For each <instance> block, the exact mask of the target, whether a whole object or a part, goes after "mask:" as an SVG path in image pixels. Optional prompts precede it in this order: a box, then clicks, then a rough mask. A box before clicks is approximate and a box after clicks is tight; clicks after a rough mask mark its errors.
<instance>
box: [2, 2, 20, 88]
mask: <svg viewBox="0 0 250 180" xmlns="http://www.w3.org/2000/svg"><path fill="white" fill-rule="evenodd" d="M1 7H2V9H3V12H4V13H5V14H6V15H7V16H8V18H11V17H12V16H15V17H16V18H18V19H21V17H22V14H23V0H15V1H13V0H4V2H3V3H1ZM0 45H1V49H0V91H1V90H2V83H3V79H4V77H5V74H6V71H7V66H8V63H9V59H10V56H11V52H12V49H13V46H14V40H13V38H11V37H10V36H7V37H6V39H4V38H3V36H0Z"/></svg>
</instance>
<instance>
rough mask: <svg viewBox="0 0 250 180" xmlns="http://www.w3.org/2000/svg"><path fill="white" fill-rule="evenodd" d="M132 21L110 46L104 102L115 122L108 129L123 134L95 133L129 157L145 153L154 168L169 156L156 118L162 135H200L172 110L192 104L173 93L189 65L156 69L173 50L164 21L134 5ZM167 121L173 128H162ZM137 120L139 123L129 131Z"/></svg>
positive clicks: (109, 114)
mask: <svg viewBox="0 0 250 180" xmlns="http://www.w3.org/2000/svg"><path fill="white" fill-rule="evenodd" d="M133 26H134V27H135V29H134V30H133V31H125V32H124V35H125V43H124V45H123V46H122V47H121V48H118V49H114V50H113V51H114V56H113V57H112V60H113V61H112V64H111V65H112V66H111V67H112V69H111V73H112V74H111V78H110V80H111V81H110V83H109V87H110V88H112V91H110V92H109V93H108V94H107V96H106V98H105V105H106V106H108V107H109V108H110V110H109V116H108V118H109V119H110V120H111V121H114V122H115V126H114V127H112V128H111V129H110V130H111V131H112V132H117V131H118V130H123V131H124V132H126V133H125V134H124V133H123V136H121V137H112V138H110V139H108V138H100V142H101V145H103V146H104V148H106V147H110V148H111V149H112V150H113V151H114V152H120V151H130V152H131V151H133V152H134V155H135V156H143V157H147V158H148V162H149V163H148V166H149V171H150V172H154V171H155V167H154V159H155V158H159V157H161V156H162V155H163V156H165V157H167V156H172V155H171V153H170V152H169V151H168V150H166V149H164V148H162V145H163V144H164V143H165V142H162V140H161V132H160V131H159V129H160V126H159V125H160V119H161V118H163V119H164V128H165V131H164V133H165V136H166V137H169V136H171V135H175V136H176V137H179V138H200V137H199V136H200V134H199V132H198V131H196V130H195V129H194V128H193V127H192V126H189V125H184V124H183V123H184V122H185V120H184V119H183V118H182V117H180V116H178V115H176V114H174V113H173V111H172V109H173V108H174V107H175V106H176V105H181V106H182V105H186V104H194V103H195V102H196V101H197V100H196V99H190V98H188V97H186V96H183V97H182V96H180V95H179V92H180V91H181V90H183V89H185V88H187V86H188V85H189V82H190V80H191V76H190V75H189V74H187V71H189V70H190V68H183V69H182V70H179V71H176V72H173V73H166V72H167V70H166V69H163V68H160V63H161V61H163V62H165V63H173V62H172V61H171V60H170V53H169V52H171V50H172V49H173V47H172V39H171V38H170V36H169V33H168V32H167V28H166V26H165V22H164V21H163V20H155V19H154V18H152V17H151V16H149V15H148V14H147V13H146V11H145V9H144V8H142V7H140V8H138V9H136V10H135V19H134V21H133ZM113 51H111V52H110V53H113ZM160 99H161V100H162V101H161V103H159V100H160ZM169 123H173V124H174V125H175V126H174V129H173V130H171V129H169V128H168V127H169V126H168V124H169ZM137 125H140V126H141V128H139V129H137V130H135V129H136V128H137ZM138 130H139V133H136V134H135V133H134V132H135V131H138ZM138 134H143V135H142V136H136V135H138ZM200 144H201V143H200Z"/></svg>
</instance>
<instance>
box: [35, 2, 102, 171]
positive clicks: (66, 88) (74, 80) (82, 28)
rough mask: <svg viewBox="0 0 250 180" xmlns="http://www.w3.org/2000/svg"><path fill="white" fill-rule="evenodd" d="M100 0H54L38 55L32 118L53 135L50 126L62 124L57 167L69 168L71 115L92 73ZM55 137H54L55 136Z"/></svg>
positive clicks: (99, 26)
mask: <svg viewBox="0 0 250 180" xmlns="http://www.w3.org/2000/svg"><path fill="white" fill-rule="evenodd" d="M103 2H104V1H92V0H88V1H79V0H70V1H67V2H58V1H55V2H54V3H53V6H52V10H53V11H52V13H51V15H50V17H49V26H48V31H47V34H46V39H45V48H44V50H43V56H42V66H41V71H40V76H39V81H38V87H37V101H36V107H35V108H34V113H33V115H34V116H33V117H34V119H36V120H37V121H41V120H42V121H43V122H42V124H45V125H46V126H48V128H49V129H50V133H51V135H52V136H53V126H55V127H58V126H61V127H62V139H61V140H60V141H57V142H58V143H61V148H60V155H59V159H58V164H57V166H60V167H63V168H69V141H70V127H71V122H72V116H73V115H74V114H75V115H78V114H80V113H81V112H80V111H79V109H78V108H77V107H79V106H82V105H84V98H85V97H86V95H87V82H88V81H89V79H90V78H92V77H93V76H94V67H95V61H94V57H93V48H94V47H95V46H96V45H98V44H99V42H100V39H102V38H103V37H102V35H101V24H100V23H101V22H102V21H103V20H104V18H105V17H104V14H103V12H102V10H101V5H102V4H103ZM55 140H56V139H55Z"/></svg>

# # # # # # #

Only certain lines are wanted. Please return exactly those from the top of the data through the line with "21L110 46L104 102L115".

For each <instance> block, the exact mask of the target, whether a whole object or a part, goes after "mask:" as an SVG path in image pixels. Optional prompts precede it in this order: a box, then clicks, then a rough mask. A box before clicks is approximate and a box after clicks is tight; clicks after a rough mask mark its errors.
<instance>
box: [2, 2, 20, 88]
mask: <svg viewBox="0 0 250 180" xmlns="http://www.w3.org/2000/svg"><path fill="white" fill-rule="evenodd" d="M1 7H2V9H3V12H4V13H5V14H6V15H7V16H8V18H11V17H12V16H15V17H16V18H18V19H21V17H22V14H23V0H15V1H13V0H4V2H3V3H1ZM0 45H1V49H0V91H1V90H2V83H3V79H4V77H5V74H6V71H7V66H8V63H9V59H10V56H11V52H12V49H13V46H14V40H13V38H11V37H10V36H7V37H6V39H4V38H3V36H0Z"/></svg>
</instance>
<instance>
rough mask: <svg viewBox="0 0 250 180" xmlns="http://www.w3.org/2000/svg"><path fill="white" fill-rule="evenodd" d="M132 21L110 46L104 102L115 122L108 129L123 134L95 133L129 157L145 153L154 168L169 156L156 118L162 135H200L172 110L192 104L173 93L189 65L156 69L173 50L164 21L134 5ZM167 121L173 128H162ZM137 120L139 123L129 131Z"/></svg>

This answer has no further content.